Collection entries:
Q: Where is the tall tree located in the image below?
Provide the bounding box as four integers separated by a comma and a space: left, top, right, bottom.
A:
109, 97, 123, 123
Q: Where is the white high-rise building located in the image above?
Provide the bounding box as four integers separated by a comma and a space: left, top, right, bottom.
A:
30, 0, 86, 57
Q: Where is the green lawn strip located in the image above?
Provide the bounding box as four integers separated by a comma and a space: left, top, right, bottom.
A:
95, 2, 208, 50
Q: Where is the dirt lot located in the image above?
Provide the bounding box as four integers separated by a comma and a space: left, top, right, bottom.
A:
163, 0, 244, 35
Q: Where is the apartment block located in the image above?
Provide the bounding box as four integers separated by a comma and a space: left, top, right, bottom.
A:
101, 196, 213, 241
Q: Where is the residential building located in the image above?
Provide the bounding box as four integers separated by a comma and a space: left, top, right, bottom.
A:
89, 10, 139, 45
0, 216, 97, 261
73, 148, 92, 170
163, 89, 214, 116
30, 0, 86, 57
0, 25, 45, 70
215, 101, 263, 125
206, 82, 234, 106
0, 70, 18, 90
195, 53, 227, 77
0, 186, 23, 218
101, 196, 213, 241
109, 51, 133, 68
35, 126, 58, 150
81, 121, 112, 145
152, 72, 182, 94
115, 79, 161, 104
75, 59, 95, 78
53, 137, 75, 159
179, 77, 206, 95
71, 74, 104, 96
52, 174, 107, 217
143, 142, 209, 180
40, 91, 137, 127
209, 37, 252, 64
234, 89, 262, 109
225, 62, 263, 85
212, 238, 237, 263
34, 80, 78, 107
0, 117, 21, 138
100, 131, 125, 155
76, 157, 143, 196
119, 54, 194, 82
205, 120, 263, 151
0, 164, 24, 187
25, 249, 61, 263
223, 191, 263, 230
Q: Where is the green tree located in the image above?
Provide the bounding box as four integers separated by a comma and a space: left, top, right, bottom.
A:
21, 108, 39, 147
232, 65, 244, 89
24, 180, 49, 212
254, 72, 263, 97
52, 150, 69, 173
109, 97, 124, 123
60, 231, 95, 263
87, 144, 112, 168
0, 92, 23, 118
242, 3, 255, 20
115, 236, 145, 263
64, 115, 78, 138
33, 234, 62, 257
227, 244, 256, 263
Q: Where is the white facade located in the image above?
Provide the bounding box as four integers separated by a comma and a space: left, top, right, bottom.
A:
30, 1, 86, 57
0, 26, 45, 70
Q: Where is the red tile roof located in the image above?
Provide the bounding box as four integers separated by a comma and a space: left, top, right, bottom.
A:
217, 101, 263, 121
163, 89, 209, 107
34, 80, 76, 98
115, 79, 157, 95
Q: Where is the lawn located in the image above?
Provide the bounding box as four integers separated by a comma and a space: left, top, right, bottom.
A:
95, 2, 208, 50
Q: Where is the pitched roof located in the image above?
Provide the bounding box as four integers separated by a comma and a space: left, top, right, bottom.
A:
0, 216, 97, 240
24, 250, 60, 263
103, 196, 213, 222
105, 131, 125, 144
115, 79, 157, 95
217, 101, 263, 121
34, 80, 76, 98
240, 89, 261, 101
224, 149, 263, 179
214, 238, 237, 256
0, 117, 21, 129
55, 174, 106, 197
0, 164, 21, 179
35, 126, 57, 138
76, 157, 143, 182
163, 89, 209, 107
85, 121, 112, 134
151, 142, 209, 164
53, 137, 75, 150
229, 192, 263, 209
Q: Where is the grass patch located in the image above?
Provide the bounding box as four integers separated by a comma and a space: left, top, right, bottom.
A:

WORK TO BE COMPLETED » Return all the data exactly as given.

OUTPUT »
Q: Where is the tall tree located in the image below?
Provide the bounding box as four integers separated by a comma and a space: left, top, right, bottom.
A:
109, 97, 123, 123
Q: Where is the white high-rise building located in the image above?
Provide the bounding box as four integers separated by a comma and a space: left, top, right, bottom.
A:
30, 0, 86, 57
Q: Where is the green lawn strip located in the image above?
Provide the bounding box as four integers separated by a comma and a space: left, top, right, bottom.
A:
95, 2, 208, 50
Q: Where is the dirt lot located in the image above?
Provide the bounding box as four integers separated by a comma and a space: left, top, right, bottom.
A:
163, 0, 244, 35
Q: Where is the apartment block located in the image above?
Provide the bounding box as four integers separated by a comma and a space: left, top, right, bottom.
A:
101, 196, 213, 241
Q: Where is the residential building located in the image above?
Provide the bounding box as four integers separated by a comma and a space: left, top, right, bottom.
A:
89, 10, 139, 45
0, 216, 97, 261
73, 148, 92, 170
163, 89, 214, 116
30, 0, 86, 57
0, 25, 45, 70
215, 101, 263, 125
206, 82, 234, 106
0, 70, 18, 90
195, 53, 227, 77
0, 186, 23, 218
101, 196, 213, 241
109, 51, 133, 68
35, 126, 58, 150
81, 121, 112, 145
152, 72, 182, 94
115, 79, 161, 104
75, 59, 95, 78
53, 137, 75, 159
179, 77, 206, 95
71, 74, 104, 96
52, 174, 107, 217
143, 142, 209, 180
40, 91, 137, 127
209, 37, 252, 64
234, 89, 262, 109
225, 62, 263, 85
212, 238, 237, 263
34, 80, 78, 107
0, 117, 21, 138
100, 131, 125, 155
76, 157, 143, 196
119, 54, 194, 82
205, 120, 263, 151
0, 164, 24, 187
25, 249, 61, 263
223, 191, 263, 230
Q: Where is the green tree located in the image above?
Provide the bounding box as four integers separated by a comma and a space: left, top, right, bottom.
A:
21, 108, 39, 147
232, 65, 244, 89
24, 180, 49, 212
254, 72, 263, 97
52, 150, 69, 173
109, 97, 124, 123
60, 231, 95, 263
87, 144, 112, 168
0, 92, 23, 118
242, 3, 255, 20
115, 236, 145, 263
64, 115, 78, 138
33, 234, 62, 257
227, 244, 256, 263
Q: Where is the white facade located in the image above?
Provide the bounding box as four integers separated by a comma and a space: left, top, right, bottom.
A:
30, 1, 86, 57
0, 26, 45, 70
Q: Where is the red tile roof located in the image above?
Provide the bounding box as four integers separated by a comma and a space: left, top, right, bottom.
A:
217, 101, 263, 121
163, 89, 209, 107
34, 80, 76, 98
115, 79, 157, 95
Q: Where is the lawn located in the image above?
Provide the bounding box as four integers separated by a comma and a space: left, top, right, bottom.
A:
95, 2, 208, 50
Q: Where is the pitched roof located in the image above?
Provide the bounding box as four integers separated by a comma and a space: left, top, right, bottom.
A:
0, 216, 97, 240
24, 250, 60, 263
103, 196, 213, 222
105, 131, 125, 144
115, 79, 157, 95
217, 101, 263, 121
34, 80, 76, 98
240, 89, 261, 101
224, 149, 263, 179
214, 238, 237, 256
0, 117, 21, 129
55, 174, 106, 197
0, 164, 21, 179
35, 126, 57, 138
76, 157, 143, 182
163, 89, 209, 107
85, 121, 112, 134
151, 142, 209, 164
53, 137, 75, 150
229, 192, 263, 209
Q: Where is the grass patch located in the image above?
Provide the bounding box as four integers separated by a comma and a space: left, top, right, bottom.
A:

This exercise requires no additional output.